Exercise description :: Word for word, repeat the lines of the records from the one containing "Please indicate the distant" through the last line, both included.

Object point labels:
★ ★ ★ ★ ★ ★ ★
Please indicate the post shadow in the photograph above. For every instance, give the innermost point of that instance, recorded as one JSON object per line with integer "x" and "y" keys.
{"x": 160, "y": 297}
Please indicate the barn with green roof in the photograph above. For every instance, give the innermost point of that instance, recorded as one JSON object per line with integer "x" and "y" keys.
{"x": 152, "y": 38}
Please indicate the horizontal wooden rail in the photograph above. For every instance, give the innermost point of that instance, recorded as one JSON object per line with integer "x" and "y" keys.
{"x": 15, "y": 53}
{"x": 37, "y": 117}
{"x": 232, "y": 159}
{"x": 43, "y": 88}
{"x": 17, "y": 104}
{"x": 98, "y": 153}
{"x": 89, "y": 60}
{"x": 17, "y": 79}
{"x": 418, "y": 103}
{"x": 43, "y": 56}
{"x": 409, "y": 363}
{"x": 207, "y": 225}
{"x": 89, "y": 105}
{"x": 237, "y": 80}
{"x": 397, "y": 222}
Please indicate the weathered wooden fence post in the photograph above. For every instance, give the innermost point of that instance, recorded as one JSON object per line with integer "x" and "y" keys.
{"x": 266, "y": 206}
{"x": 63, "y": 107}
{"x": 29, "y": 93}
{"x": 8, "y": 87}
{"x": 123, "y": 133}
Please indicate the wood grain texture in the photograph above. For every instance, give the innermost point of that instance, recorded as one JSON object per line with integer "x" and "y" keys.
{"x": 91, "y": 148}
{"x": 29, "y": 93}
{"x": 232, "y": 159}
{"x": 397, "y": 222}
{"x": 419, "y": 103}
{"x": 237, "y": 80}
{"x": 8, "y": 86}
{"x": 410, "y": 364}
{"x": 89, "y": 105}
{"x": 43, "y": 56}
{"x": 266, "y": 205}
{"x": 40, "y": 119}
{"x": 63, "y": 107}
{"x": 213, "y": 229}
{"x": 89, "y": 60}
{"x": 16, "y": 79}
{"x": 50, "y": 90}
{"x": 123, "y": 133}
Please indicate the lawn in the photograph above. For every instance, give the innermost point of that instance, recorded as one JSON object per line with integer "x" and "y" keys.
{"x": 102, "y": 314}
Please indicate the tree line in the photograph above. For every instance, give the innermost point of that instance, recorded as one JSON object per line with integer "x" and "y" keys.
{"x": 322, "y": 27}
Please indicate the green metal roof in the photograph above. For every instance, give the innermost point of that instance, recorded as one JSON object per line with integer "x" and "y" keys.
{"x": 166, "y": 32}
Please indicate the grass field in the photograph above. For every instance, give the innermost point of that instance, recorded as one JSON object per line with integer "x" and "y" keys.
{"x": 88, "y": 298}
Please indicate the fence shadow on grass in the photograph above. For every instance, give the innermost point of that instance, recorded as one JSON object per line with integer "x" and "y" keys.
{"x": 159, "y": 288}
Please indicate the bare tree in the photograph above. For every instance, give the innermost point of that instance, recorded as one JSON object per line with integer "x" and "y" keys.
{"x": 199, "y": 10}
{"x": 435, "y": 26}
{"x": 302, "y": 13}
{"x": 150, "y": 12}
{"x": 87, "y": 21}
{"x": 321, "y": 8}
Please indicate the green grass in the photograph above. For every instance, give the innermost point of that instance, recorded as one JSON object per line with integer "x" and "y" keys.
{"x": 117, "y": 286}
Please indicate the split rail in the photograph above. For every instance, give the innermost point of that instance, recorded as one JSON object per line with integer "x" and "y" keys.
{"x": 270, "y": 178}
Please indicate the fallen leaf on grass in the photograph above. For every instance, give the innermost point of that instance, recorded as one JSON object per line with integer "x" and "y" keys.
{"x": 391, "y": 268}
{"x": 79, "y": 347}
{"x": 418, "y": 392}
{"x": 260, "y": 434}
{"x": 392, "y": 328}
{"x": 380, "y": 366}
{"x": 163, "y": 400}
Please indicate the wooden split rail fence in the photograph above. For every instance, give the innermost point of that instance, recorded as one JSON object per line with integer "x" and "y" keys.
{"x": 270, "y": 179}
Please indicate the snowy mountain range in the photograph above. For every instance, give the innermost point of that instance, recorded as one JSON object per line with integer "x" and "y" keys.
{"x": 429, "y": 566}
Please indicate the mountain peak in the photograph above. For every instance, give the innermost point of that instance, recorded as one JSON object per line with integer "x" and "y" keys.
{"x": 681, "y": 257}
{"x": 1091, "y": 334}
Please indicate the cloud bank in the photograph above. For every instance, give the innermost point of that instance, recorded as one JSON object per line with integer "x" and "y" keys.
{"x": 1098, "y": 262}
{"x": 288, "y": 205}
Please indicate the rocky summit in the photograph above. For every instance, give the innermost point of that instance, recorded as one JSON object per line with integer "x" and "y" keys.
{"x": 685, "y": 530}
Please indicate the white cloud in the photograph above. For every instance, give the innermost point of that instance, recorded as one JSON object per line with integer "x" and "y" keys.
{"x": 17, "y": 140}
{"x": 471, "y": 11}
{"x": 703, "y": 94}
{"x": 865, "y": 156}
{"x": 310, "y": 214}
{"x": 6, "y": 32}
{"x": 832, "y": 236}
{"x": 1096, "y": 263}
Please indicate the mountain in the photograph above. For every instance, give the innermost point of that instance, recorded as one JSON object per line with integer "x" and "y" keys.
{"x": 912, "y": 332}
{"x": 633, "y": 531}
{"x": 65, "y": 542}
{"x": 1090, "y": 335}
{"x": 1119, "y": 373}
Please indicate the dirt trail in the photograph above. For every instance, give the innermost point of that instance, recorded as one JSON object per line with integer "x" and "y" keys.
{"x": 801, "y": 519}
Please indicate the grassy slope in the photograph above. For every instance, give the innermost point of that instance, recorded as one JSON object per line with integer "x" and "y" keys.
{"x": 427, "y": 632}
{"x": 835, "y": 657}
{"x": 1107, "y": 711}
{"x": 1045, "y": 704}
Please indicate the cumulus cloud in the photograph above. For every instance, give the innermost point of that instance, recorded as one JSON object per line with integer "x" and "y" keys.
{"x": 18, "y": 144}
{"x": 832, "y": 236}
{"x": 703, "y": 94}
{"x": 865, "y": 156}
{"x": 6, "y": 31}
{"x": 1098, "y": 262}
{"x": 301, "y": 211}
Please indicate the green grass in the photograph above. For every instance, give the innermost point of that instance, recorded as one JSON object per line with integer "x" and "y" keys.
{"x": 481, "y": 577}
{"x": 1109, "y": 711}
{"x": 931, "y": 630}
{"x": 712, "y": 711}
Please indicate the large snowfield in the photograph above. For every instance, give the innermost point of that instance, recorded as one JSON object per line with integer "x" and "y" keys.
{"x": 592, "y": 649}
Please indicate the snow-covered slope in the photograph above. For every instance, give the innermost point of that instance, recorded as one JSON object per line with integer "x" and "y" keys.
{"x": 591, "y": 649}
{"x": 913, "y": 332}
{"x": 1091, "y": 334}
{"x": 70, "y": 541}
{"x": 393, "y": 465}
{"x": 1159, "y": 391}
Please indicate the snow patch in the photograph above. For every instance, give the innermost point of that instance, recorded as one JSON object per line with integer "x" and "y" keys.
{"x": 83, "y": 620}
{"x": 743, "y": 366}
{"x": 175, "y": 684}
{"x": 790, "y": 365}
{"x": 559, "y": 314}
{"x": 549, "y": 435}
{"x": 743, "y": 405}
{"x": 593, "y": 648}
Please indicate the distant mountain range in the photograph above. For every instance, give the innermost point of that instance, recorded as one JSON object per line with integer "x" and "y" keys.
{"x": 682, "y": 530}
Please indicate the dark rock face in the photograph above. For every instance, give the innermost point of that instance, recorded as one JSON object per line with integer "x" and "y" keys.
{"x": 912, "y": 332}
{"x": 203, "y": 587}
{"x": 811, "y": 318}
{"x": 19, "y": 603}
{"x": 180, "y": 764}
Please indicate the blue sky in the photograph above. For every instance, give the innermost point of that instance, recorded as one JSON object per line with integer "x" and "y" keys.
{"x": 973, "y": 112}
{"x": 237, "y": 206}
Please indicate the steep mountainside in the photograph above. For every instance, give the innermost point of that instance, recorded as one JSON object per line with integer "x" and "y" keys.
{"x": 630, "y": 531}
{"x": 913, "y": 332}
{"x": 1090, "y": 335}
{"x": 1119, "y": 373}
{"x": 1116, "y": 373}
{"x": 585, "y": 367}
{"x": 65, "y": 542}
★ ★ ★ ★ ★ ★ ★
Complete output ::
Please indicate the distant mountain range in the photograph above. For every instance, give the innermost point of that instance, recorded as one JSON object per line with integer "x" and "y" keys.
{"x": 682, "y": 530}
Please indicate the dark rock face in the photograph above. For every instance, give the innermost point of that instance, recorded as one JSON object per line with integer "x" and "y" keys.
{"x": 912, "y": 332}
{"x": 203, "y": 587}
{"x": 811, "y": 318}
{"x": 19, "y": 603}
{"x": 180, "y": 764}
Please indicate the blue sky in the photograph above. For every instance, give the innermost point of that instance, recorded as one JSON object per line with integer "x" and "y" keys.
{"x": 973, "y": 112}
{"x": 237, "y": 206}
Please indicate the steep mountainside in the photograph above. For every instance, give the innermost point of that instance, recorded as one JSON object per line with integer "x" and "y" keys.
{"x": 630, "y": 531}
{"x": 913, "y": 332}
{"x": 1090, "y": 335}
{"x": 1119, "y": 373}
{"x": 1116, "y": 373}
{"x": 585, "y": 367}
{"x": 65, "y": 542}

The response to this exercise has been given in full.